What you are asked to do:
Answer these questions using the passage on ideological remolding below.
1. In what decade were the "thought reform" institutions under Mao Zedong established?
2. According to the passage, what approach does the Chinese state take toward deviant thought and behavior?
3. In Xi's words, with what five things should Uyghurs' sense of identity be enhanced?

Page text:

As James Leibold reminds us, while this clearly harks back to the extrajudicial institutions of “thought reform” established under Mao Zedong in the 1950s, the quest for “ideological totalism” has deep roots in Chinese political culture. The focus on ideologically remolding individuals, he suggests, “reveal a familiar logic that has long defined the Chinese state’s relationship with its public: a paternalistic approach that pathologizes deviant thought and behavior, and then tries to forcefully transform them.”

The objective is to forcibly move Uyghurs away from their own ethnic identity in order, in Xi’s words, to “enhance their sense of identity with the motherland, the Chinese nation, Chinese culture, the CCP, and socialism with Chinese characteristics.”

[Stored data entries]

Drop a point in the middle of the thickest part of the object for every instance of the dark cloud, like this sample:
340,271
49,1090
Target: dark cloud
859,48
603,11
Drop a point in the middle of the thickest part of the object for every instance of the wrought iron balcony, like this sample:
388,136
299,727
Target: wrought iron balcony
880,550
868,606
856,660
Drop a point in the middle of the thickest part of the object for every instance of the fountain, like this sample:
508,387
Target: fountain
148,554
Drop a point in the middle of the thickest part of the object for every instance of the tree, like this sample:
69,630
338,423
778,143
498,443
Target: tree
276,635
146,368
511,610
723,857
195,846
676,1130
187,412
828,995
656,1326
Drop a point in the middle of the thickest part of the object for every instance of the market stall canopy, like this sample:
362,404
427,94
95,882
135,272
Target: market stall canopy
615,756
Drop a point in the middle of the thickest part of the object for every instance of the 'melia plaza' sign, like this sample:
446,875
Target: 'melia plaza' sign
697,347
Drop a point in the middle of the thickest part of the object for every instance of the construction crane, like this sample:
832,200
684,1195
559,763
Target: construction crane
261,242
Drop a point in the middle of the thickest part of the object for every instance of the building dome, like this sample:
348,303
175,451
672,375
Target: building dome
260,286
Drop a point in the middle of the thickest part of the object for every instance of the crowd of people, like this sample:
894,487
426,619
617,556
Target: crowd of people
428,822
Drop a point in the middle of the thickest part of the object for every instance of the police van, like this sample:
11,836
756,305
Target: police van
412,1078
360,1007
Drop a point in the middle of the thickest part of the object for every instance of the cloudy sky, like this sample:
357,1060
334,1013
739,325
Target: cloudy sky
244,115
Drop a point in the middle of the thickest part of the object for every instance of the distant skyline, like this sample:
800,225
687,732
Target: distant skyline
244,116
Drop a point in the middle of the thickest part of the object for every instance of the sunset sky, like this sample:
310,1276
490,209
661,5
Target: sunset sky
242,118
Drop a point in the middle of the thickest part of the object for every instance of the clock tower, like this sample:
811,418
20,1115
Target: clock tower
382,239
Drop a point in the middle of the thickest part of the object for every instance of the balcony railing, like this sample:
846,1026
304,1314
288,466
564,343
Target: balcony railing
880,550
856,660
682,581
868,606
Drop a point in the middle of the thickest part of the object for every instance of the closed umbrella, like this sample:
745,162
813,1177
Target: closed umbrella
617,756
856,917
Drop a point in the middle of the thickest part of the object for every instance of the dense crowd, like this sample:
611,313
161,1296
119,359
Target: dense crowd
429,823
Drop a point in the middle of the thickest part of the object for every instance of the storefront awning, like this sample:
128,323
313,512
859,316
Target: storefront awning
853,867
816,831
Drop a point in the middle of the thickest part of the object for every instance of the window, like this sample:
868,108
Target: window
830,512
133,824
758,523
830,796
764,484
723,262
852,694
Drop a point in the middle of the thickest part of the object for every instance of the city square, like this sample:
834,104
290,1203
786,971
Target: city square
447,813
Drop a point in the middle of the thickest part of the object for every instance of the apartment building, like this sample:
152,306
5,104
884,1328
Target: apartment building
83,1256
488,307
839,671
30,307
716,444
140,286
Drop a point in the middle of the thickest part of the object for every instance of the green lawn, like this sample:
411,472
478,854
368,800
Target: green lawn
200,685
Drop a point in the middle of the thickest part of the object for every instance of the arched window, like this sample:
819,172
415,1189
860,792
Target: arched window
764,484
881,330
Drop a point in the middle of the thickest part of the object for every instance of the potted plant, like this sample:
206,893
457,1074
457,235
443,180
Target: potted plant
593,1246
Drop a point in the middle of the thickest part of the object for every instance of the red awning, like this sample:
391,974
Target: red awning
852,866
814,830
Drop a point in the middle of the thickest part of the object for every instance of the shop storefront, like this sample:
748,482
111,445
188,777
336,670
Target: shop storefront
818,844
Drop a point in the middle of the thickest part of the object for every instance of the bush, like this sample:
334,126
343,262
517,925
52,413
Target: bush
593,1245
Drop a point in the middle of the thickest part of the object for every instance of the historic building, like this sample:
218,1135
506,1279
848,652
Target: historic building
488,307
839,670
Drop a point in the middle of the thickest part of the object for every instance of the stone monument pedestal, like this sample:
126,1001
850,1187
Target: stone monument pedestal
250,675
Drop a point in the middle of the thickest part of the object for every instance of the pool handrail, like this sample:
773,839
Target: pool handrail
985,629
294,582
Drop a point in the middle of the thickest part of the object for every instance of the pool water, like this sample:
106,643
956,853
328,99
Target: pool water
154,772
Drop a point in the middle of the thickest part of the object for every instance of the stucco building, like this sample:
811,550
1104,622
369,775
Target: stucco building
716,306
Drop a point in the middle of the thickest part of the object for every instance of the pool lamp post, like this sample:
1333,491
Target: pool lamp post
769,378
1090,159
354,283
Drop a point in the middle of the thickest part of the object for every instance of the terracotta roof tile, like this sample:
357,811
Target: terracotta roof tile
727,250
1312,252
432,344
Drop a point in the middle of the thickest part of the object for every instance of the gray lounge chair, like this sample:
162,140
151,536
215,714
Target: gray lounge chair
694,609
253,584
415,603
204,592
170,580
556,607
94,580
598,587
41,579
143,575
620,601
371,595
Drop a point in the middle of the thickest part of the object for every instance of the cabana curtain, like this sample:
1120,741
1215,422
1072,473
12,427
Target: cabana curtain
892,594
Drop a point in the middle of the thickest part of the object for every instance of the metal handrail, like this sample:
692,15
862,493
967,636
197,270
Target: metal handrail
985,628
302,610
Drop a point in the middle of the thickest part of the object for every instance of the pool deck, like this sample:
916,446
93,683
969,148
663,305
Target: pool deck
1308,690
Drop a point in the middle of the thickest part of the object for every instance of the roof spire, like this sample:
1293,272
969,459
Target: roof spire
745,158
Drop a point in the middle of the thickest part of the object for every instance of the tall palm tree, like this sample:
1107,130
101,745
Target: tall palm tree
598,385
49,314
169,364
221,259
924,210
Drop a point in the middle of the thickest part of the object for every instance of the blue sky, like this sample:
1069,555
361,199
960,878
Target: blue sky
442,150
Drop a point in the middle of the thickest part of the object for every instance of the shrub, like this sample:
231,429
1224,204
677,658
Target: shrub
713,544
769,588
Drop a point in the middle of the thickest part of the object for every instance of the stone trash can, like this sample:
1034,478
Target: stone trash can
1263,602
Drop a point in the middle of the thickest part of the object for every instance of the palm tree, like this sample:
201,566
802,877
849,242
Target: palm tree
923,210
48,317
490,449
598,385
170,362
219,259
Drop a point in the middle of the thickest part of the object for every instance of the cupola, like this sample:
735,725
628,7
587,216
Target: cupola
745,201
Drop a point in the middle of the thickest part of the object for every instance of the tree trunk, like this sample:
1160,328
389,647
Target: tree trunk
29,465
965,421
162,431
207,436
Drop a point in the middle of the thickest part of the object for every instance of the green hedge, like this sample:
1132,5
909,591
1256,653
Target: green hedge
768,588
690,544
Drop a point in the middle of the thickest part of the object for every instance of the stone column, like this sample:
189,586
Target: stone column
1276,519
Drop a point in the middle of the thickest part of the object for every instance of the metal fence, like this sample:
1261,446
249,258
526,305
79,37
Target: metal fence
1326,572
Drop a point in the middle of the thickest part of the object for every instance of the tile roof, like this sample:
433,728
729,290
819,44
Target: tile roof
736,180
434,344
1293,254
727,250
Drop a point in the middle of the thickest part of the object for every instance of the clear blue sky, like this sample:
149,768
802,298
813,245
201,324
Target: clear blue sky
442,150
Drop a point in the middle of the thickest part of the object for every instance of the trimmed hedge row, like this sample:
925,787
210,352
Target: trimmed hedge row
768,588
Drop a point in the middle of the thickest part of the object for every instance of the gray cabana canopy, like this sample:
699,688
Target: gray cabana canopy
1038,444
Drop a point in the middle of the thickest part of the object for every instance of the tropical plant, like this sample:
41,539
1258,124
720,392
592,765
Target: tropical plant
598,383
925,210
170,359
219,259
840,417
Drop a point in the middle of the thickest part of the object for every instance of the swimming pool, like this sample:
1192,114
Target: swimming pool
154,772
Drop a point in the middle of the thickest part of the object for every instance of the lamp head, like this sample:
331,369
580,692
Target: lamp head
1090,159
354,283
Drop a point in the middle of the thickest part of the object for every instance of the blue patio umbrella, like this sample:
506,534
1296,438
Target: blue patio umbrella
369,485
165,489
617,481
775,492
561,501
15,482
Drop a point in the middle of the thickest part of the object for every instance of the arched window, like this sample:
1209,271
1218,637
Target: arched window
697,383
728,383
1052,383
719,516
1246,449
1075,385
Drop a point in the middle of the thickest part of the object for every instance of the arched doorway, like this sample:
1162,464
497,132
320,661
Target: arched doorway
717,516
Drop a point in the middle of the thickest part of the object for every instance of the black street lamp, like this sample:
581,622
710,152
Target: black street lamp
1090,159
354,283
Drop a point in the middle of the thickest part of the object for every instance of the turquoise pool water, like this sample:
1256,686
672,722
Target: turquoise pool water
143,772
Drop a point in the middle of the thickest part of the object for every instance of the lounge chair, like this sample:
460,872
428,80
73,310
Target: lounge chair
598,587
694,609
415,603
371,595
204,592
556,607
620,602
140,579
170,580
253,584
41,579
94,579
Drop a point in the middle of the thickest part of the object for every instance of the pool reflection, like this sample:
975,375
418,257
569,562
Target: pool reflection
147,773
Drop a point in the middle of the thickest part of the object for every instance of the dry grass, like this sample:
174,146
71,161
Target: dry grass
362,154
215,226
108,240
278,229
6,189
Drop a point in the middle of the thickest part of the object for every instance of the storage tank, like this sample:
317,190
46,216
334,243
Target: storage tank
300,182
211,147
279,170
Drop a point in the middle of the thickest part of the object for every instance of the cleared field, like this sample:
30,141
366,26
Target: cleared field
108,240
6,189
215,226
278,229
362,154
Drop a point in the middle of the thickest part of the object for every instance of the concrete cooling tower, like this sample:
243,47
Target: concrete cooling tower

Answer section:
1. The 1950s.
2. A paternalistic approach that pathologizes deviant thought and behavior, and then tries to forcefully transform them.
3. The motherland, the Chinese nation, Chinese culture, the CCP, and socialism with Chinese characteristics.